--- Start Supplied entries ---

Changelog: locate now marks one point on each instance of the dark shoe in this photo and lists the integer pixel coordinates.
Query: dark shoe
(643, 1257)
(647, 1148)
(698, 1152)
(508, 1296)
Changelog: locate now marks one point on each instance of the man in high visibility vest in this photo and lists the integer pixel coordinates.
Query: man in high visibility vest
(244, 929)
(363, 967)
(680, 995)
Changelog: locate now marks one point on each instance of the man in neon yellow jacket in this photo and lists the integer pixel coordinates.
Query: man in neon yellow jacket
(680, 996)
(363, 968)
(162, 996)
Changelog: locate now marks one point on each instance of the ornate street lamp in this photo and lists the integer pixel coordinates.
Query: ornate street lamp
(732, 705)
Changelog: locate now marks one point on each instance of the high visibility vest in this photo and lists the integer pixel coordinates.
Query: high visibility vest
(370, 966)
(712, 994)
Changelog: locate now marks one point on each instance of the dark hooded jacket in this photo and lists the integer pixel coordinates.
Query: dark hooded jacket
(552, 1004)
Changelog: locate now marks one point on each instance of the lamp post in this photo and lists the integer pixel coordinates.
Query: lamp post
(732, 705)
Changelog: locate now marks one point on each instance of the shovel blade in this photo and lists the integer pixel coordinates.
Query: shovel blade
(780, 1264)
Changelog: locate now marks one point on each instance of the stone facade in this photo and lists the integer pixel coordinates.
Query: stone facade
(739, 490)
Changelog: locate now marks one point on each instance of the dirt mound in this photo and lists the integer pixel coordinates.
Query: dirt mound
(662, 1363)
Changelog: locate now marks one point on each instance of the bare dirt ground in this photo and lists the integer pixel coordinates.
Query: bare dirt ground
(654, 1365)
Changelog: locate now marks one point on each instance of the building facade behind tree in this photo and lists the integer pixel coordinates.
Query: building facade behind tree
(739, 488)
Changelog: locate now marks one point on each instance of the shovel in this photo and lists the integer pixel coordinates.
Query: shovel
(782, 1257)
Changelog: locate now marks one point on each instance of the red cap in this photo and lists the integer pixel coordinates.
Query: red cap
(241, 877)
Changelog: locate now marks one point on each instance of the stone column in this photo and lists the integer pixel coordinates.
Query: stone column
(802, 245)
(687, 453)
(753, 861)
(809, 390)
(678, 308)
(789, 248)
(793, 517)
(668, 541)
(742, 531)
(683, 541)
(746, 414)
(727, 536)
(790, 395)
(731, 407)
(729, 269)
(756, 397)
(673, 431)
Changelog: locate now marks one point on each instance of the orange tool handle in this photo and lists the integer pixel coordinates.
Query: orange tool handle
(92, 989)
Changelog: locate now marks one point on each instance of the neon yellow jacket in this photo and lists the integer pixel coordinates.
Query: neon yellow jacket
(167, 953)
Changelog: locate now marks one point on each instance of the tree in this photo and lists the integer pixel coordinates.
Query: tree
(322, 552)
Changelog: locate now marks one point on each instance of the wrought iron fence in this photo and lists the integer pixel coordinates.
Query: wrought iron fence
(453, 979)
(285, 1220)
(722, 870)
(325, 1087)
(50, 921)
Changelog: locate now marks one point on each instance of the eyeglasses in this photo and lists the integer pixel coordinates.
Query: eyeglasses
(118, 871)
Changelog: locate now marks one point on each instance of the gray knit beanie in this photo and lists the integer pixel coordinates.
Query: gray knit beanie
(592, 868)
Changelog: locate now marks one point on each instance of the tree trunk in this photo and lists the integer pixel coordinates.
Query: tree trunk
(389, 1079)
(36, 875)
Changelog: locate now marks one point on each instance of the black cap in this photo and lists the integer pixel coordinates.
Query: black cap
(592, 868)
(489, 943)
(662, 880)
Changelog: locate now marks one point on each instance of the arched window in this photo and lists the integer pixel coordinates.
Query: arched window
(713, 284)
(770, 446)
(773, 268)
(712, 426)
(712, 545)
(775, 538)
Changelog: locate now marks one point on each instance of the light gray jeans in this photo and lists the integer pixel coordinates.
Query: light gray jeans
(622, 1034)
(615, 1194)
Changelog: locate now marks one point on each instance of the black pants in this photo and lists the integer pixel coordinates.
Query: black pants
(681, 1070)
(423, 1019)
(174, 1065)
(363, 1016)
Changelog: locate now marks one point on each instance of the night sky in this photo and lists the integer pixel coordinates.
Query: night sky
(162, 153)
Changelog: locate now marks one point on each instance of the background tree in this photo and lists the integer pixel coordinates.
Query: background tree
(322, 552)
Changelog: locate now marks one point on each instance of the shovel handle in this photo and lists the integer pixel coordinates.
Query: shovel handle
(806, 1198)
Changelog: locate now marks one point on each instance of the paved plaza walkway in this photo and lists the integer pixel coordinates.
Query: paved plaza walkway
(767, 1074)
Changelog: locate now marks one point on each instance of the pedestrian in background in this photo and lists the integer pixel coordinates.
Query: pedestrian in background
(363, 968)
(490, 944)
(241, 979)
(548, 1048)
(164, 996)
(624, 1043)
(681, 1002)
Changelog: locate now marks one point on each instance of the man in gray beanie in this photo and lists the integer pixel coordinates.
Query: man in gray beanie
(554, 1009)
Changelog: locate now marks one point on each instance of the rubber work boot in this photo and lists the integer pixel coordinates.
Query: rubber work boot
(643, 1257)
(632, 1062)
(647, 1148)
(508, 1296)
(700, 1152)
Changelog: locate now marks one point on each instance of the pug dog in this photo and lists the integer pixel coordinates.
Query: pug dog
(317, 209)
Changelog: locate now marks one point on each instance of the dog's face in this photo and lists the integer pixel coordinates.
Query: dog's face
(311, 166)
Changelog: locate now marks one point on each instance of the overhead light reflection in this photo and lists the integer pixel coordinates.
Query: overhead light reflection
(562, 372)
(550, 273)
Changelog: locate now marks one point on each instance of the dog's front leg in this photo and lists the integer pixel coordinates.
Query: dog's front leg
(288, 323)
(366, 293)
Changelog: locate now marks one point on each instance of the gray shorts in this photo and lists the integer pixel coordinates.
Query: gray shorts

--- End Supplied entries ---

# Exercise:
Return every item above verbatim, with all of its lines in their original order and nothing altered.

# Full output:
Changelog: locate now marks one point on each instance of the dark shoe in this photo and lists the integer pixel coordinates.
Query: dark shoe
(643, 1257)
(647, 1148)
(698, 1152)
(508, 1296)
Changelog: locate now marks one point on each instance of the man in high visibility vest in this photo and lists the integer pixel coordinates.
Query: man in high visibility vest
(244, 929)
(363, 967)
(680, 995)
Changelog: locate now marks one point on each instance of the man in neon yellow jacket in this photo and lists the integer pixel coordinates.
Query: man in neon yellow jacket
(680, 996)
(363, 968)
(162, 996)
Changelog: locate now marks one point on each instance of the ornate street lamp in this photo and lists the integer pixel coordinates.
Query: ornate street lamp
(732, 705)
Changelog: locate now marks one point on each instance of the high visibility vest in this photo and lists the integer pixel coordinates.
Query: high visibility vest
(370, 966)
(712, 994)
Changelog: locate now marks one point on each instance of the dark hooded jacket in this photo and lists the integer pixel coordinates.
Query: dark hooded jacket
(552, 1004)
Changelog: locate now marks one point on each instance of the lamp post in this photo and lists the integer pixel coordinates.
Query: lamp post
(732, 705)
Changelog: locate now marks one point on each instance of the shovel blade in this photo and lists the integer pixel coordinates.
Query: shovel blade
(780, 1264)
Changelog: locate now marks one point on each instance of the stone facade in this photo and lists the integer pixel coordinates.
Query: stone facade
(739, 490)
Changelog: locate now marks one point on each instance of the dirt mound in this photo and lists the integer pixel coordinates.
Query: dirt mound
(662, 1363)
Changelog: locate now marks one point on each instance of the bare dirt ground in this photo and lists the integer pixel coordinates.
Query: bare dirt ground
(654, 1365)
Changelog: locate now marks one point on each instance of the building facade behind tree in this photo and lists the integer pixel coordinates.
Query: building facade behind tree
(739, 488)
Changelog: locate now marks one point on each instance of the shovel in this photo and lists the integer pixel coordinates.
Query: shovel
(782, 1257)
Changelog: locate now marks one point on each instance of the red cap in this photo and lists the integer pixel coordinates.
Query: red cap
(241, 877)
Changelog: locate now marks one point on each instance of the stone column in this photo and lists the integer pixel coordinates.
Query: stone column
(802, 245)
(687, 453)
(753, 861)
(809, 390)
(678, 308)
(789, 248)
(793, 517)
(668, 541)
(742, 531)
(683, 541)
(746, 414)
(727, 536)
(790, 395)
(731, 407)
(729, 269)
(756, 397)
(673, 431)
Changelog: locate now marks one point on each instance of the orange tool handle in this photo and lists the integer pixel coordinates.
Query: orange tool handle
(92, 989)
Changelog: locate now marks one point on each instance of the neon yellow jacket in this photo and lists the integer pixel coordinates.
Query: neon yellow jacket
(167, 953)
Changelog: locate now marks one point on each instance of the tree in this photo and lists the integer pixel coordinates.
Query: tree
(322, 552)
Changelog: locate now marks one point on each instance of the wrought iron fence in this photo and lists the integer pixel coordinates.
Query: wrought iron fence
(453, 979)
(285, 1220)
(722, 870)
(325, 1087)
(50, 921)
Changelog: locate now marks one point on each instance of the eyeglasses in this photo and lists the integer pixel coordinates.
Query: eyeglasses
(118, 871)
Changelog: locate now marks one point on each instance of the gray knit beanie in this photo and lists the integer pixel coordinates.
Query: gray knit beanie
(592, 868)
Changelog: locate now marks one point on each instance of the tree trunk in this photo and lists the integer pixel coordinates.
Query: tree trunk
(389, 1079)
(36, 875)
Changelog: locate now marks one point on each instance of the black cap in this photo and lists the integer pixel coordinates.
Query: black cap
(592, 868)
(489, 943)
(662, 880)
Changelog: locate now marks one point on each instance of the arched window in this photo and lists the integer pixel coordinates.
Query: arched window
(713, 284)
(770, 446)
(773, 268)
(712, 426)
(712, 545)
(775, 538)
Changelog: locate now marks one point on each instance of the light gray jeans in this photo and lists the integer pixel coordinates.
Query: light gray jeans
(622, 1034)
(615, 1194)
Changelog: locate now marks one point on each instance of the black pants in this photo and lists the integer pixel coordinates.
Query: black pants
(681, 1070)
(423, 1019)
(174, 1065)
(363, 1016)
Changelog: locate now marks one point on each instance of the night sky in this photo and lists the integer pixel coordinates.
Query: night sky
(162, 153)
Changelog: locate now marks one point on each instance of the background tree in this photo and lists the integer pixel coordinates.
Query: background tree
(322, 552)
Changelog: locate now marks one point on each instance of the shovel handle in this photo and lists the integer pixel coordinates.
Query: shovel handle
(806, 1198)
Changelog: locate now marks one point on each instance of the paved plaza walkway in this photo and lists the integer pixel coordinates.
Query: paved plaza walkway
(767, 1074)
Changelog: locate now marks one point on each instance of the pedestrian in background in this photo and lists the integer pixel coordinates.
Query: pedestrian in background
(363, 968)
(490, 944)
(241, 979)
(548, 1048)
(164, 996)
(624, 1043)
(681, 1002)
Changelog: locate now marks one point on each instance of the man in gray beanie in this photo and lists the integer pixel coordinates.
Query: man in gray beanie
(554, 1009)
Changelog: locate now marks one point on each instance of the rubber work boot in this photo and lists the integer pixel coordinates.
Query: rubber work boot
(643, 1257)
(632, 1062)
(647, 1148)
(508, 1296)
(700, 1152)
Changelog: locate now marks one point on each instance of the pug dog in this photo and lists the integer pixel coordinates.
Query: pug dog
(317, 209)
Changelog: locate now marks one point on each instance of the dog's face in this photo and lists the integer pixel coordinates.
Query: dog's face
(311, 166)
Changelog: locate now marks one point on each instance of the overhead light reflection in this photo and lists the integer pixel coordinates.
Query: overhead light reflection
(562, 372)
(550, 273)
Changelog: locate now marks one point on each instance of the dog's front leg in this photo and lists the integer pixel coordinates.
Query: dog's front leg
(288, 323)
(366, 293)
Changelog: locate now marks one point on each instance of the gray shorts in this photo and lists the integer pixel coordinates.
Query: gray shorts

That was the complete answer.